What is it? Effectively Black Flag 1.5, supplanting the Caribbean for chillier climes.
Influenced by: Sid Meier’s Pirates! Moby Dick, all that money ACIV made.
Reviewed on: 3.4GHz Core i7 2600K CPU, NVIDIA GTX 680 (4GB), 16GB RAM
Alternatively: Middle Earth: Shadow of Mordor, 85%
DRM: UPlay, Steam
Price: £40 / $50
Release: out now
Publisher: Ubisoft
Developer: Ubisoft Sofia
Link: Official site
Multiplayer: No

A cynic could have a field day here. After all, it’s the second swashbuckling AssCreed since 2013, developed by a gaggle of Ubisoft’s international studios while its prizefighter Montreal team was busy strapping hidden blades to the cast of Les Mis for Unity. More of the same, then—what else would you expect of a series that invites you to give feedback via a star rating after every mission, as if you just passed through airport security or had a parcel delivered? Could that system produce anything but more of the same?

There’s no denying that Assassin’s Creed Rogue is fundamentally a redeployment of Black Flag’s winning formula in a new location, and it’s also true that it bears the crow’s feet and laugh lines of a graphics engine optimised for ageing last-gen consoles. But here’s the kicker: none of that gets in the way of your enjoyment. Not if you’re prepared to exercise a little patience in the opening hour or two.

Since you ask, that winning formula is as follows: you’re plonked on a beach with nothing but a colloquial British Isles accent (you’re Irishman Shay Cormac this time, fledgling assassin hoping to foil a Templar expedition for ancient artefacts) and exceptional parkour skills to your name. Oh, and a fully-crewed ship. Quite important, that, because your freedom to roam the seas, dock at any number of alluring locales or hurl cannon balls at other vessels still imbues Assassin's Creed with an irrepressible sense of adventure. Even the second time round.

Rogue is fundamentally a redeployment of Black Flag’s winning formula in a new location.

#####

Given request 1: Reproduce the passage of the Assassin's Creed Rogue review from "A cynic could" up to and including "of the same?".
Given request 2:
Answer these from the Assassin's Creed Rogue review:
(a) Which developer made the game?
(b) What is the name of the character you play, and what nationality is he?
(c) What DRM does the game use?
None of the lines are needed.

Recorded information:

#####

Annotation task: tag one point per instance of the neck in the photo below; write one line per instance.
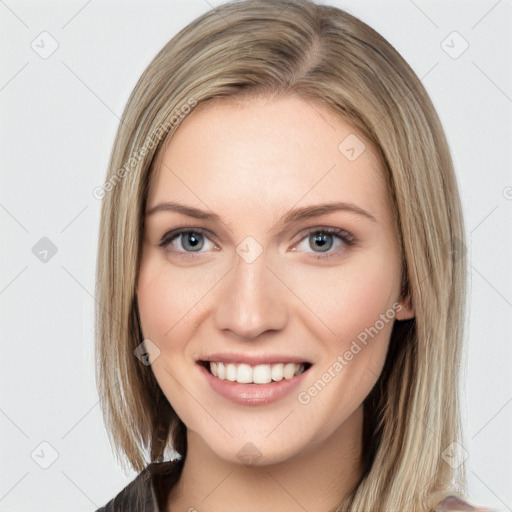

#####

Result 1:
A cynic could have a field day here. After all, it’s the second swashbuckling AssCreed since 2013, developed by a gaggle of Ubisoft’s international studios while its prizefighter Montreal team was busy strapping hidden blades to the cast of Les Mis for Unity. More of the same, then—what else would you expect of a series that invites you to give feedback via a star rating after every mission, as if you just passed through airport security or had a parcel delivered? Could that system produce anything but more of the same?

Result 2:
(a) Ubisoft Sofia
(b) Shay Cormac, an Irishman
(c) UPlay and Steam